Given records:

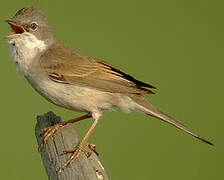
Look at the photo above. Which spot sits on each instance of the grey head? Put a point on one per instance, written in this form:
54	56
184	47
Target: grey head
31	20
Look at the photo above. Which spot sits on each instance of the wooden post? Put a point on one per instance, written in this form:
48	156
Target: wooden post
84	168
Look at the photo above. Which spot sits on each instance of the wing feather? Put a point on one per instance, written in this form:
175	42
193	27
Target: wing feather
64	65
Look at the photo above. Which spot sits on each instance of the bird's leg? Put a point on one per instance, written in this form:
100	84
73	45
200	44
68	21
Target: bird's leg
80	147
48	132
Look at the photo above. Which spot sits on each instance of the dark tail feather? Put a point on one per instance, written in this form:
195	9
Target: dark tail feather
146	107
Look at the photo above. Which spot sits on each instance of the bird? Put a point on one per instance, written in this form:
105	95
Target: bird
75	81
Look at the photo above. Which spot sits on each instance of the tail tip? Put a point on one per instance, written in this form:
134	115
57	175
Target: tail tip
206	141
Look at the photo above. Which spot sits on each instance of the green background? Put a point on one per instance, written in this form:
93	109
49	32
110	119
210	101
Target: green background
176	46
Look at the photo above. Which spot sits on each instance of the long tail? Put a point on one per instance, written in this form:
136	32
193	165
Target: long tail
149	109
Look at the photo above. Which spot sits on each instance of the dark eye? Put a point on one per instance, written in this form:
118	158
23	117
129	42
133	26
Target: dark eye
34	26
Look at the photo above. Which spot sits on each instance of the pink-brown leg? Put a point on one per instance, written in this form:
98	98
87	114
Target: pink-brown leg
80	147
47	133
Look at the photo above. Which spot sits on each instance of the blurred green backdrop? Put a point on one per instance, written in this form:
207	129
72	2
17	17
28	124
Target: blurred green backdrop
176	46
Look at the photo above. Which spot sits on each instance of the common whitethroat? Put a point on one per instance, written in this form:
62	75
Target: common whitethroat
72	80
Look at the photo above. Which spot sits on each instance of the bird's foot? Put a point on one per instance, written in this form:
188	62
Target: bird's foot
47	133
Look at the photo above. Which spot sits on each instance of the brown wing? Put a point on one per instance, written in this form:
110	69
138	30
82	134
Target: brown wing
67	66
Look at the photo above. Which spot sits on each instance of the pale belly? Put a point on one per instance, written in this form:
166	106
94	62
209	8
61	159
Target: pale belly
73	97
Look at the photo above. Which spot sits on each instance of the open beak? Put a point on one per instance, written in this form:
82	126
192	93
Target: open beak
16	29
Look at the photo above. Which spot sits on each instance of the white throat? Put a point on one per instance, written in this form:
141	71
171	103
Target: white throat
24	48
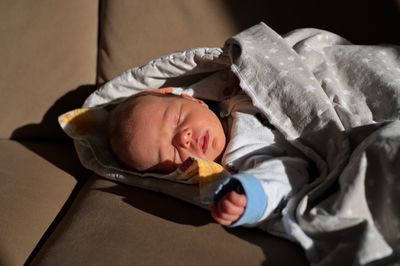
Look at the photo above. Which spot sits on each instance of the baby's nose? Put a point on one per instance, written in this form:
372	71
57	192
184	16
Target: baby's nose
183	138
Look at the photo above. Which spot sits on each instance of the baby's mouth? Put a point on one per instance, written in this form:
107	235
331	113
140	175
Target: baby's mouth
204	142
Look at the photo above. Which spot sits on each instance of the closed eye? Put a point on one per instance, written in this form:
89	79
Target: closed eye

What you should do:
Copy the data character for character, but drop all pictures from the copy.

Result below:
Look at the photo above. Which spot sits on each instance of the grey head? Put a point on one per instance, written in this form:
54	56
184	47
Target: grey head
31	20
Look at the photo above. Which spot sits on each instance of the wooden post? Put a point on one per instance, written in this form:
48	156
Target: wooden post
84	168
Look at the photo above. Which spot sits on each instance of the wing feather? Put a point on one per instance, written in this form:
175	42
193	27
Target: wing feather
64	65
Look at the photo above. Which spot sits on each instance of the bird's leg? Put a point on one per instance, written in this form:
100	84
73	45
200	44
68	21
Target: bird's leg
80	147
48	132
Look at the photo above. Which spot sits on each instance of the dark tail feather? Put a point on one per instance, written in this form:
195	9
Target: dark tail feather
146	107
Look at the photo above. Which spot sits on each instance of the bird? Put a point on one per instance, written in this form:
105	95
Target: bird
75	81
Look at the photo above. Which spot sits on each instance of the tail tip? Put a point on one per instance, written in this form:
134	115
57	175
Target: tail tip
206	141
Look at the photo above. Which spot sits on each instance of the green background? Put a point on one per instance, written in this form:
93	109
49	32
110	119
210	101
Target: green background
176	46
Look at the photo above. Which spot sits on each instance of the long tail? Put a point on one per instance, written in this form:
136	32
193	165
Target: long tail
149	109
Look at the photo above. Which spot sits on each instance of the dark eye? Put a point on one per instance, written in this form:
118	158
23	117
129	42
133	26
Target: dark eye
34	26
Look at the photo above. Which spot sits on each instance of the pink-brown leg? Put a point on one per instance, written in this form:
98	98
87	114
Target: pink-brown leg
80	147
47	133
Look at the photo above. Which spot sits on each instance of the blurred green backdrop? Put a point on one per instance, written in this form:
207	129
72	2
17	17
28	124
Target: blurred green backdrop
176	46
Look at the photo above. Which spot sits on each instance of the common whitethroat? Put a point on one per instance, written in this form:
62	75
Target: common whitethroat
72	80
Look at the photo above. Which spot sits on each instance of the bird's foot? Put a point on one per instance, written in this form:
188	62
Target: bird's foot
47	133
Look at the photo above. Which spot sits on each instance of the brown wing? Put a point on one per instance, written in this form:
110	69
138	30
82	134
Target: brown wing
67	66
Look at the photo above. Which spot sits on each instance of the pale belly? Put a point on one per instance, written in this form:
166	106
94	62
209	8
61	159
Target: pale belly
73	97
Look at the photo above. Which spot sits on each instance of the open beak? Put a point on one per instance, written in this form:
82	126
192	93
Target: open beak
16	29
Look at the photo above. Which spot sits on each instance of the white throat? Put a point on one per instance, written in this form:
141	71
171	103
Target: white throat
24	48
Look at the photo above. Which spot sits on each instance of the baby's nose? Put a point on one per instance, written in this form:
372	71
57	192
184	16
Target: baby's nose
183	138
Look at the photo above. Which spot sits on each instance of the baby's mouth? Put a point on one per instance, written in this form:
107	235
331	113
140	175
Target: baby's mouth
204	142
Look at the photo above. Which spot sits on each instance of the closed eye? Put a point on one per instance, written in this form:
89	79
Target: closed eye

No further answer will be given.